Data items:
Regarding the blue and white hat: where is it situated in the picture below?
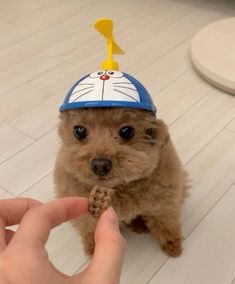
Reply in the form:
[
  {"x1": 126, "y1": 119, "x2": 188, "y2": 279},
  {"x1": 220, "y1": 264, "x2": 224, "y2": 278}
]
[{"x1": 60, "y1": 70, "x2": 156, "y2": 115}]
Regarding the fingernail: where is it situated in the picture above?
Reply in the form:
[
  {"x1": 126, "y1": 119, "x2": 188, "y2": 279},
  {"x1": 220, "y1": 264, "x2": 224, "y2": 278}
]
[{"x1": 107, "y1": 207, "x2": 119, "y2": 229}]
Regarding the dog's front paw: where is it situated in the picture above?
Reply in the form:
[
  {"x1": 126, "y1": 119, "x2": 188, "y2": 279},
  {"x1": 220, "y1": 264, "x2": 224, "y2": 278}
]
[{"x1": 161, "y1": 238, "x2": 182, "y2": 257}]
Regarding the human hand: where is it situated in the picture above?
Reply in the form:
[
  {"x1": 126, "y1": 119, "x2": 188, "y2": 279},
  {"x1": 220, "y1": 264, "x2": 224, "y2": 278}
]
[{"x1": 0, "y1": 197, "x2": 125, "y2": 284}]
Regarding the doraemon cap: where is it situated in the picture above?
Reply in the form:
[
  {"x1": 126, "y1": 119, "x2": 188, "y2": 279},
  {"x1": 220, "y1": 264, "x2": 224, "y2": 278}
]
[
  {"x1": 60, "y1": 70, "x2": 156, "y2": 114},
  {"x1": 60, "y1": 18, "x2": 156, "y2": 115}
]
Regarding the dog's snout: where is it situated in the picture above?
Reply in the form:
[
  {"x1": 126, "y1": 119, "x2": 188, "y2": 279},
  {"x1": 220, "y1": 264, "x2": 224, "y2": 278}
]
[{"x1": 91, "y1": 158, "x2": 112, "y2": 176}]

==

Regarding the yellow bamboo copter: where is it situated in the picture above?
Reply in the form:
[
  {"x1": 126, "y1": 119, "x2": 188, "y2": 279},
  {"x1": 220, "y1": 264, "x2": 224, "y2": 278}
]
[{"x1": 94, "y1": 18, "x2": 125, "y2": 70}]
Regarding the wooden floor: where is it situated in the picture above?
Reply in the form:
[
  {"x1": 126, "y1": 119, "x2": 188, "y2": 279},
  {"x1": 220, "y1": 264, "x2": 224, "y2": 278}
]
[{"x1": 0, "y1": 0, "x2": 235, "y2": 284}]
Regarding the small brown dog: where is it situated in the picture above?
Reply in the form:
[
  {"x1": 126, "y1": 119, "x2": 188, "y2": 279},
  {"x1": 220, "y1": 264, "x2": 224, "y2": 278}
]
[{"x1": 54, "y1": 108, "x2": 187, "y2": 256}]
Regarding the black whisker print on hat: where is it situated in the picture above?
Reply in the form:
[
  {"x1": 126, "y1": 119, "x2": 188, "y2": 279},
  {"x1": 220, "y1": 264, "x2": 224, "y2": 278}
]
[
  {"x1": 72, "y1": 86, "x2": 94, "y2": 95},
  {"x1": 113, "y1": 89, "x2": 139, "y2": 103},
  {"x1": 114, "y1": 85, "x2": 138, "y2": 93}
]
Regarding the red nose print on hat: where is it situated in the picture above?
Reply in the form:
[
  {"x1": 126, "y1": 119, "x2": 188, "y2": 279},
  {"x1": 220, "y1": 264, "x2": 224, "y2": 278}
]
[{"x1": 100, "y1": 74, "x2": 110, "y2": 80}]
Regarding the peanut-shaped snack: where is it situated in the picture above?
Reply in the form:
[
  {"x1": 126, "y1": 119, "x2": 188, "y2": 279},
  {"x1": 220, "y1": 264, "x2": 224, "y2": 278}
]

...

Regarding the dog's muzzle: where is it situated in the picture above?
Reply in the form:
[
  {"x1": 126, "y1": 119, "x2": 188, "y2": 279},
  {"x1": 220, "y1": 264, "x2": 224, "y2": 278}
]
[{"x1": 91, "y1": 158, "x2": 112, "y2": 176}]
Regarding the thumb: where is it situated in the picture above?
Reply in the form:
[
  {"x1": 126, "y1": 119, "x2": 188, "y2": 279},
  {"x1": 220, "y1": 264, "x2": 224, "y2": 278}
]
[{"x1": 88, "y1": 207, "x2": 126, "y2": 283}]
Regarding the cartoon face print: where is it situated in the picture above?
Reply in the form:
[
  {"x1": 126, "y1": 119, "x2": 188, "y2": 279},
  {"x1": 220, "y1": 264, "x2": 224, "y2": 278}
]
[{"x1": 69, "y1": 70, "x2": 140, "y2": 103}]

▸ YOUR TASK
How many lines of the data above contain the string "print"? Case counts, so reply with the number alone.

▸ SOLVED EXERCISE
3